WHAT NEEDS TO BE DONE: Can you print every record below exactly as written?

SUPPLIED MATERIAL:
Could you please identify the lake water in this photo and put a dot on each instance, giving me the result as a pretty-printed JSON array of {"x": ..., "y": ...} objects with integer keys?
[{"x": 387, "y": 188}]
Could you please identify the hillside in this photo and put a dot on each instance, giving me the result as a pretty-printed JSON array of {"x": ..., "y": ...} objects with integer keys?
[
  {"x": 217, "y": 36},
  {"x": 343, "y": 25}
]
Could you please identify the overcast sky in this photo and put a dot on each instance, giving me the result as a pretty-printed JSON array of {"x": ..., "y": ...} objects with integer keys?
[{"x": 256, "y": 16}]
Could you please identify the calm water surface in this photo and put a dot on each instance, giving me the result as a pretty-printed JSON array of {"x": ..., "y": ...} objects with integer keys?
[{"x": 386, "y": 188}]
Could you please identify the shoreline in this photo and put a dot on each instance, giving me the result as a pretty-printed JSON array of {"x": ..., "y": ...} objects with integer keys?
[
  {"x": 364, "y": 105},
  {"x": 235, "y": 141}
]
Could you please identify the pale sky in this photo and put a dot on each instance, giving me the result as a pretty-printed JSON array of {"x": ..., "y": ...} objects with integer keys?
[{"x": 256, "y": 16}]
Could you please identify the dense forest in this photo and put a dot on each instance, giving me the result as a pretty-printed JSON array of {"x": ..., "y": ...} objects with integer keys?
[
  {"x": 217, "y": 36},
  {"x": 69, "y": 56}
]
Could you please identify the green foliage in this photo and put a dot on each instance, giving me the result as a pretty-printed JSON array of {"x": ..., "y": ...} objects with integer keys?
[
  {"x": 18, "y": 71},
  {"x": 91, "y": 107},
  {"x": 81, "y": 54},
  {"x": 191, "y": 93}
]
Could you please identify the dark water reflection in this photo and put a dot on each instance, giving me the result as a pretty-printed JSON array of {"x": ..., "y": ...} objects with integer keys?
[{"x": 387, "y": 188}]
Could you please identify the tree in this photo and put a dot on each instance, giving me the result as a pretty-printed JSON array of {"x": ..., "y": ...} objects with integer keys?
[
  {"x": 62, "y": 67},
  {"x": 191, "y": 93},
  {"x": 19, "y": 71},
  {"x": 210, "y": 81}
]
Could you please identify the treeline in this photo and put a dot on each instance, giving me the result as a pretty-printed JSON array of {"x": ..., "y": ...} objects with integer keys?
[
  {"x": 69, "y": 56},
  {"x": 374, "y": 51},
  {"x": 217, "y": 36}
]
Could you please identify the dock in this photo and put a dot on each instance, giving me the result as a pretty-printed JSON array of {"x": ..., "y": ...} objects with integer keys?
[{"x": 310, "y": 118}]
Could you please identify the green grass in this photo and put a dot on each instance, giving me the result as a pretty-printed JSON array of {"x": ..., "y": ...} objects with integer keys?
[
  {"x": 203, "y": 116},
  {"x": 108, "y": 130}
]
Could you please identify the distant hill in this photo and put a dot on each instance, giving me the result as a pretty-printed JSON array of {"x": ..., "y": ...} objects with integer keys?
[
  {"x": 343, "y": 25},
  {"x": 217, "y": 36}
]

EXERCISE RESULT:
Could you please identify the lake water in this photo and put a dot on each instance, giving me the result as a pretty-printed JSON array of {"x": ..., "y": ...} objects with integer keys?
[{"x": 387, "y": 188}]
Could you please identify the hillside in this photo and put a dot on each instance, giving me the result as a pretty-printed JSON array of {"x": ..., "y": ...} objects with integer keys?
[
  {"x": 217, "y": 36},
  {"x": 343, "y": 25}
]
Could you please identify the overcast sky in this photo and put a dot on each instance, giving me the result as a pretty-printed JSON array of {"x": ..., "y": ...} objects with integer keys?
[{"x": 256, "y": 16}]
Could you please identify the calm water surface in this photo and put a dot on each instance, giving me the result as a pretty-printed JSON array of {"x": ..., "y": ...} objects with integer keys?
[{"x": 386, "y": 188}]
Could you please identify the shoreline in this photo and put a dot on each instance, giving me the result as a pretty-printed JSON array of {"x": ..., "y": ...} objects with integer keys?
[
  {"x": 364, "y": 105},
  {"x": 235, "y": 141}
]
Could you please identify the pale sky in this photo and put a dot on each instance, giving me the result as a pretty-printed JSON array of {"x": ..., "y": ...} objects with integer keys?
[{"x": 256, "y": 16}]
Could you please identify the dense forest in this photo and put a dot on each instance, giving me the result as a pretty-printed JSON array of {"x": ..., "y": ...} objects with integer keys?
[
  {"x": 217, "y": 36},
  {"x": 69, "y": 56}
]
Could you please identify the green foliage in this photo and put a dot on each instance, giving me the result as a pretty-printed JSON array of {"x": ..., "y": ...} objects with integer keys?
[
  {"x": 18, "y": 71},
  {"x": 91, "y": 107},
  {"x": 81, "y": 54},
  {"x": 191, "y": 93}
]
Could you please identify the dark water reflection in this photo and put a dot on each instance, giving me the result as a pretty-printed JSON array of {"x": ..., "y": ...} objects with integer keys?
[{"x": 387, "y": 188}]
Could you please identify the tree in this photo and put a dot on each instance, giving me the result as a pretty-printed JSON array of {"x": ..., "y": ...} objects with integer keys?
[
  {"x": 62, "y": 67},
  {"x": 191, "y": 93},
  {"x": 19, "y": 71},
  {"x": 210, "y": 81}
]
Could you please identify the treeline in this photo and put a dot on each instance, giving me the result as a pretty-printed JSON array of {"x": ..., "y": ...} objects with integer keys?
[
  {"x": 69, "y": 56},
  {"x": 374, "y": 51},
  {"x": 217, "y": 36}
]
Could you please identify the dock in this photo and put a dot on each instance, giving me the result as a pretty-printed JSON array of {"x": ..., "y": ...} objects with integer keys?
[{"x": 310, "y": 118}]
Could you please identify the green grass in this photo and put a dot on each instance, giving me the result as a pretty-printed JSON array of {"x": ..., "y": ...} objects with integer keys?
[
  {"x": 203, "y": 116},
  {"x": 108, "y": 130}
]
Could you please identify the distant hill in this photo and put a dot on each instance, giving me the result as a pretty-printed JSON array of {"x": ..., "y": ...} objects with integer keys?
[
  {"x": 343, "y": 25},
  {"x": 217, "y": 36}
]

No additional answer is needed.